## [Task inputs]

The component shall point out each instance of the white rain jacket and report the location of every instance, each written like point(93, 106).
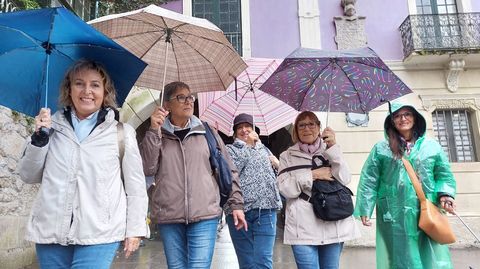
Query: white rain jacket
point(82, 199)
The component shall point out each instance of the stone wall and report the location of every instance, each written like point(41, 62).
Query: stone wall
point(15, 197)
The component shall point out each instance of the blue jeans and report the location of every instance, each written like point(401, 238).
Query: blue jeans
point(189, 245)
point(315, 257)
point(55, 256)
point(254, 248)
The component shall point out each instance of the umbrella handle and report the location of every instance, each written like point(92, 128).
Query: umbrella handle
point(45, 130)
point(164, 72)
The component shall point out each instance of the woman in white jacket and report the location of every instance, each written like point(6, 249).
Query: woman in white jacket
point(316, 243)
point(83, 208)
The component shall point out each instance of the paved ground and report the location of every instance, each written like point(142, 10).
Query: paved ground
point(151, 256)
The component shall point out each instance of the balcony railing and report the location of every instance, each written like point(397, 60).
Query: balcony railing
point(439, 34)
point(7, 6)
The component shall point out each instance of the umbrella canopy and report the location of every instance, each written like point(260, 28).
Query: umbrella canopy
point(269, 114)
point(339, 81)
point(37, 48)
point(176, 48)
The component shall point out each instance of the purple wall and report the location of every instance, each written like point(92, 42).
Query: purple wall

## [Your task]
Reprint each of the records exactly and skip the images.

## [Response]
The component shall point out each instance of the white rain jacket and report the location of every instance, each written like point(93, 106).
Query: white rain jacket
point(82, 199)
The component shall point out each instance of the stone wall and report the location of every instance, each written like point(41, 62).
Query: stone wall
point(15, 197)
The component shall point out each instance of the blue jeans and report the location of every instance, each written like point(401, 238).
Query: blue jeans
point(189, 245)
point(315, 257)
point(55, 256)
point(254, 248)
The component shall point out each instance of the umbrella handle and report the location of every instance, each written like point(92, 128).
Query: umbrella handle
point(45, 130)
point(164, 72)
The component shall point out each instance of the woman in white jacket and report the location of every instance, each written like point(6, 249).
Query: woman in white jacket
point(316, 243)
point(83, 208)
The component shall point out each instance of the paved ground and report the location of every instance, each written like point(142, 10).
Query: paved ground
point(151, 256)
The component shall point out each instance of the balcony railing and report the location of every instance, each written like point(397, 60).
Query: balcony railing
point(439, 34)
point(7, 6)
The component shall point out each instance of the umbrella canopy and report the location of every instance, each written like point(260, 28).
Query: umbrella canopy
point(269, 114)
point(339, 81)
point(37, 48)
point(176, 48)
The component shall point out each instance of the purple wall and report the location of every instance, each written like point(92, 42).
Query: purple wall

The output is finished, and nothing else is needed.